What you need to do: Could you rewrite the records from their start through the line that contains "POLYGON ((237 100, 232", putting "black helmet" in place of "dark helmet" and changing nothing else? Give only those lines, and leave the pictures out.

Exercise input:
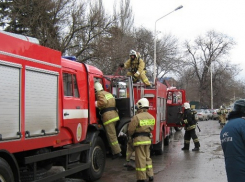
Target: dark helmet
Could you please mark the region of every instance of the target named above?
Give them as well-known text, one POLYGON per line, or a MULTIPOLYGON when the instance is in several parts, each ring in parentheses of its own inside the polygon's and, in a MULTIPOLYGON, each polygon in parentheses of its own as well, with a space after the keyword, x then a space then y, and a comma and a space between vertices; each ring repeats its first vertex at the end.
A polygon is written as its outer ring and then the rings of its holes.
POLYGON ((237 100, 232 111, 245 115, 245 99, 237 100))

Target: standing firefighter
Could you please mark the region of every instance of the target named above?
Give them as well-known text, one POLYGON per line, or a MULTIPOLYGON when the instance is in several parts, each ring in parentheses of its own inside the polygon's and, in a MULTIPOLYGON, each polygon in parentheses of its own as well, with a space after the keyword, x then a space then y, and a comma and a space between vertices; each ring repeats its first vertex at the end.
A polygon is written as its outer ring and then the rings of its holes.
POLYGON ((135 149, 135 169, 137 182, 145 182, 146 178, 153 181, 153 167, 150 158, 151 131, 155 125, 155 118, 147 111, 149 101, 146 98, 136 103, 137 114, 128 126, 129 137, 133 138, 135 149))
POLYGON ((147 88, 151 88, 151 84, 145 75, 145 62, 140 58, 140 54, 137 54, 136 51, 131 50, 129 56, 130 59, 128 59, 125 63, 121 63, 120 67, 131 69, 127 73, 127 76, 132 76, 134 83, 141 79, 147 88))
POLYGON ((115 129, 115 125, 119 120, 115 98, 111 93, 104 91, 99 82, 95 82, 94 88, 96 93, 95 106, 100 109, 102 122, 113 153, 112 159, 115 159, 122 156, 115 129))
POLYGON ((190 110, 190 104, 188 102, 184 103, 184 115, 183 121, 185 123, 185 135, 184 135, 184 147, 182 150, 189 150, 190 148, 190 140, 192 138, 195 148, 192 151, 199 151, 200 143, 196 135, 196 120, 194 111, 190 110))
POLYGON ((226 114, 227 114, 227 110, 225 108, 223 108, 222 106, 220 106, 220 109, 218 110, 217 114, 219 115, 219 122, 221 126, 224 126, 226 123, 226 114))

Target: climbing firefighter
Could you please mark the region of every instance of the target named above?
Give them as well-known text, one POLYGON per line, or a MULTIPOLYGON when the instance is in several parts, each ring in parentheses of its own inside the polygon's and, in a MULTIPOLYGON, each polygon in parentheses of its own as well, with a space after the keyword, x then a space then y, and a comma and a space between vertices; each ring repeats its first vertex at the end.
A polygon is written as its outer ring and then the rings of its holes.
POLYGON ((184 103, 184 114, 183 114, 183 122, 185 123, 185 135, 184 135, 184 147, 182 150, 189 150, 190 148, 190 140, 192 138, 195 148, 192 151, 199 151, 200 143, 198 137, 196 135, 196 120, 195 113, 191 111, 190 104, 188 102, 184 103))
POLYGON ((151 88, 151 83, 145 75, 145 62, 140 58, 140 54, 134 50, 129 53, 129 59, 125 63, 121 63, 121 68, 130 68, 127 76, 133 77, 133 82, 136 83, 139 79, 146 85, 146 88, 151 88))
POLYGON ((119 121, 115 98, 111 93, 104 91, 99 82, 95 82, 94 88, 96 94, 95 106, 100 110, 101 119, 113 154, 112 159, 116 159, 121 157, 122 154, 115 129, 116 123, 119 121))
POLYGON ((128 126, 128 135, 133 138, 135 150, 135 169, 137 182, 145 182, 146 178, 153 181, 153 167, 150 158, 151 131, 155 118, 148 113, 149 101, 146 98, 136 103, 137 113, 128 126))
POLYGON ((226 123, 227 113, 228 111, 223 106, 220 106, 220 109, 218 110, 217 114, 219 115, 219 123, 221 127, 223 127, 226 123))

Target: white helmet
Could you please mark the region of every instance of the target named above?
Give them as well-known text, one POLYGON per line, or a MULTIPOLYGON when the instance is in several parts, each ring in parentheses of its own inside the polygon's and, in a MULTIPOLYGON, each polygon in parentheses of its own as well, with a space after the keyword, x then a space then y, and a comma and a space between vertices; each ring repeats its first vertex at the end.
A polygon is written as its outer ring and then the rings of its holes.
POLYGON ((135 50, 131 50, 131 51, 129 52, 129 56, 135 56, 135 57, 137 57, 136 51, 135 51, 135 50))
POLYGON ((95 92, 99 92, 99 91, 103 90, 103 87, 102 87, 101 83, 95 82, 94 83, 94 89, 95 89, 95 92))
POLYGON ((191 107, 190 107, 190 104, 188 103, 188 102, 185 102, 184 103, 184 108, 185 109, 190 109, 191 107))
POLYGON ((136 103, 136 106, 138 109, 142 109, 142 108, 149 108, 149 101, 147 98, 142 98, 140 100, 138 100, 138 102, 136 103))

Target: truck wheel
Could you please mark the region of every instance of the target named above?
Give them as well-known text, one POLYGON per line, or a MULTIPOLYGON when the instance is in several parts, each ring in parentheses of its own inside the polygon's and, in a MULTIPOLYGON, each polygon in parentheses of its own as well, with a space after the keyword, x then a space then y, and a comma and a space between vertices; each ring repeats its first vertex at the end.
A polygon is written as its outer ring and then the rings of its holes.
POLYGON ((96 181, 101 178, 106 162, 106 150, 103 140, 98 136, 93 142, 89 152, 91 166, 85 171, 84 179, 87 181, 96 181))
MULTIPOLYGON (((164 133, 164 131, 162 131, 164 133)), ((162 141, 160 141, 157 145, 157 149, 155 150, 156 155, 162 155, 164 152, 164 134, 162 135, 162 141)))
POLYGON ((1 182, 14 182, 14 175, 9 164, 0 158, 0 181, 1 182))
MULTIPOLYGON (((46 169, 38 169, 36 171, 36 180, 42 179, 44 177, 46 177, 48 174, 48 170, 46 169)), ((34 180, 34 175, 33 175, 33 171, 29 171, 29 170, 22 170, 20 172, 20 179, 21 181, 25 181, 25 182, 30 182, 34 180)))
POLYGON ((183 127, 174 127, 175 131, 181 131, 183 127))

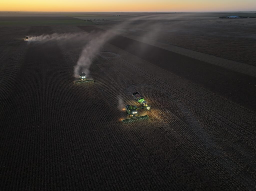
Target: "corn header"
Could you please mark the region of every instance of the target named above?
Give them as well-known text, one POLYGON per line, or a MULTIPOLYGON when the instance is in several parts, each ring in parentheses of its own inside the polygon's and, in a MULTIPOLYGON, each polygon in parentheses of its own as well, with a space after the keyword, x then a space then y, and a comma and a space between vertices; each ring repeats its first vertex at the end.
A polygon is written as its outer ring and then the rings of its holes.
POLYGON ((79 74, 79 79, 80 81, 77 81, 75 82, 76 83, 83 83, 86 82, 93 82, 93 80, 87 80, 85 74, 82 72, 82 73, 79 74))

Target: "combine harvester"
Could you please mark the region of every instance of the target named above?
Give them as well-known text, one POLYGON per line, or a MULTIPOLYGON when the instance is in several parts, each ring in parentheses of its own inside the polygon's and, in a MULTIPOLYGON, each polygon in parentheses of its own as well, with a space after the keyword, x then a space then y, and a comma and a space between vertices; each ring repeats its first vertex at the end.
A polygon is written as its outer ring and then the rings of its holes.
POLYGON ((125 109, 126 111, 126 115, 127 117, 130 118, 125 119, 123 119, 122 121, 123 123, 127 123, 135 121, 141 119, 147 119, 148 116, 147 115, 142 116, 139 116, 139 113, 137 110, 143 109, 146 106, 142 107, 137 107, 136 106, 132 106, 127 105, 125 106, 125 109))
POLYGON ((83 83, 85 82, 93 81, 93 80, 87 80, 86 77, 85 76, 85 74, 83 72, 82 72, 82 73, 79 74, 79 75, 80 76, 79 78, 80 81, 76 81, 75 82, 75 83, 83 83))
POLYGON ((29 40, 31 40, 32 39, 31 38, 29 38, 29 37, 28 36, 26 36, 26 37, 25 39, 23 39, 23 40, 24 41, 28 41, 29 40))
POLYGON ((144 97, 138 92, 134 93, 132 94, 132 96, 140 104, 141 108, 143 108, 147 110, 151 109, 151 106, 148 105, 147 102, 144 99, 144 97))

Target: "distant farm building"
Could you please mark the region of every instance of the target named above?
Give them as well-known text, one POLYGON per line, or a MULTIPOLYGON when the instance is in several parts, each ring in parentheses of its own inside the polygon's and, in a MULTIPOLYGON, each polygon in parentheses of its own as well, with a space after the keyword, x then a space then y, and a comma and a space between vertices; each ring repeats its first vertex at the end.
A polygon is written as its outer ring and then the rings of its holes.
POLYGON ((240 18, 240 17, 238 16, 235 16, 235 15, 233 15, 232 16, 230 16, 229 17, 227 17, 227 18, 240 18))

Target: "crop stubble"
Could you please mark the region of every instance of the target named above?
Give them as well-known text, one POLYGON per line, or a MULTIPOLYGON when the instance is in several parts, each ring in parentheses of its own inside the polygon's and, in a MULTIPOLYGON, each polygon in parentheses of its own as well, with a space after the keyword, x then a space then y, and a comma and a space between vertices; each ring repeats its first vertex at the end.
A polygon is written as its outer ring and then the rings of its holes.
MULTIPOLYGON (((30 29, 42 31, 52 29, 30 29)), ((100 54, 95 83, 81 84, 73 83, 76 50, 18 47, 25 57, 4 69, 19 63, 17 78, 1 81, 2 189, 255 187, 254 112, 108 44, 100 52, 121 56, 100 54), (116 96, 136 105, 133 91, 153 109, 142 112, 148 120, 123 124, 116 96)))

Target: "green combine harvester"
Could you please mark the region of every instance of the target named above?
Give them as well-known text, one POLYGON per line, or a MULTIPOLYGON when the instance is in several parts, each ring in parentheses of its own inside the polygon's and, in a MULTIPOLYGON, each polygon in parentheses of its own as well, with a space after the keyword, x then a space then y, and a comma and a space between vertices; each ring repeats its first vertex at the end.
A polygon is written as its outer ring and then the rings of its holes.
POLYGON ((147 119, 148 116, 147 115, 142 116, 139 116, 139 113, 137 111, 138 109, 144 109, 147 106, 141 107, 137 107, 136 106, 127 105, 125 106, 125 109, 126 110, 126 115, 128 119, 123 119, 122 121, 125 123, 131 123, 141 119, 147 119))
POLYGON ((147 110, 151 109, 151 106, 148 105, 147 102, 145 100, 144 97, 138 92, 136 92, 132 94, 132 96, 135 98, 136 101, 140 104, 140 108, 143 108, 147 110))
POLYGON ((80 76, 79 79, 80 81, 77 81, 75 82, 76 83, 83 83, 85 82, 93 82, 93 80, 87 80, 86 77, 85 76, 85 74, 82 72, 81 74, 79 74, 79 75, 80 76))

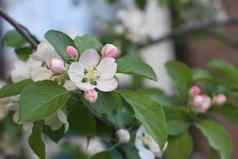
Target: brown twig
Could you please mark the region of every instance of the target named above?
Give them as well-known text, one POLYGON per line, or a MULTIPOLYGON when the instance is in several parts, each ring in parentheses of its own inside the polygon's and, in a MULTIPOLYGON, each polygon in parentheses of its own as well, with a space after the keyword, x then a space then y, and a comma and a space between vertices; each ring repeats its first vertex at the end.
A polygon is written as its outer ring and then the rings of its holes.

Output for this exercise:
Target: black helmet
Could you please mark the region of every instance of the target named above?
Give them as well-known text, one POLYGON per line, or a MULTIPOLYGON when the instance is in several parts, each ring in parentheses of its own inside the polygon's and, in a MULTIPOLYGON, each polygon in parentheses of its own as well, with a space after the keyword, x then a space then y, and a comma and a space between vertices; each ring repeats its first vertex at the end.
A polygon is written as its outer ring and then the rings of its holes.
POLYGON ((237 100, 232 111, 245 115, 245 99, 237 100))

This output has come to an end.